--- Exercise material ---

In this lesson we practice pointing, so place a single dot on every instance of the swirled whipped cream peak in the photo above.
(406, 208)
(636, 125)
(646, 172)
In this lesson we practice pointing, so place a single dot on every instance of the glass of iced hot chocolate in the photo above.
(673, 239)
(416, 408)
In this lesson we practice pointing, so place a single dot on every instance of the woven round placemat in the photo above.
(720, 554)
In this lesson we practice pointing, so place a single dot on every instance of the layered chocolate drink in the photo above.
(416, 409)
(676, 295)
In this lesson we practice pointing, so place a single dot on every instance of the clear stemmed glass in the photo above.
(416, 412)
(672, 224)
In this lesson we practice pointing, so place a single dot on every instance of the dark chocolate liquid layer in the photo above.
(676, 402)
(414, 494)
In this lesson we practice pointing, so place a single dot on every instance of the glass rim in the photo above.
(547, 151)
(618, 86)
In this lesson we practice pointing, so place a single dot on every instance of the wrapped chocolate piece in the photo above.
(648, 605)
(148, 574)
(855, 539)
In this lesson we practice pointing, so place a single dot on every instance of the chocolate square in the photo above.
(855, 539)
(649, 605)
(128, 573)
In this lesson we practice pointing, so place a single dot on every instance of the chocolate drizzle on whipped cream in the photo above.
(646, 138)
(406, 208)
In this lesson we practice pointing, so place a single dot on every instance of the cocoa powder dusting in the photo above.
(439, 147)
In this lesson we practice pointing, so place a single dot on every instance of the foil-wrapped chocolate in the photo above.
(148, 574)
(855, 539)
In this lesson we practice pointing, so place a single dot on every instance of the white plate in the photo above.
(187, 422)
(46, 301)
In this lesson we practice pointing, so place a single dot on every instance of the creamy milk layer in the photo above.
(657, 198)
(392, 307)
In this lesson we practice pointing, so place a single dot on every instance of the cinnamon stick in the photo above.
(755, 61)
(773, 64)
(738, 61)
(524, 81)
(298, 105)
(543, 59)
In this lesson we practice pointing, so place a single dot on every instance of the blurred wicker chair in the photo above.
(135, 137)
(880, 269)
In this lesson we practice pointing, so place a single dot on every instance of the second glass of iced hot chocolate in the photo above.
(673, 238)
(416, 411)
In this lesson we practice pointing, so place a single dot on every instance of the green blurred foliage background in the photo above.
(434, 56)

---

• _Problem_
An exact copy of the lines from the one containing "milk layer in the photo above." through the end of the data above is the whole answer.

• _Answer to this task_
In this lesson we practice pointing, so place a single dot on every instance of the creamy milk layer in the photo above.
(657, 198)
(392, 307)
In this lesson we practice pointing, so place a single dot on every instance of the cinnamon stick in the photo above.
(755, 61)
(773, 64)
(738, 61)
(524, 81)
(298, 105)
(543, 59)
In this lesson we practice pointing, so place a single dot on every instance of the blurred wicker chair in the photo above.
(135, 137)
(880, 269)
In this lesson we practice pointing, so place a single dot on every instance of the second glass of iced hot chocolate in the photo above.
(673, 238)
(416, 411)
In this lesson we practice pointing, so place a single dot on every instance of the green blurred foliage background in the photo above.
(434, 56)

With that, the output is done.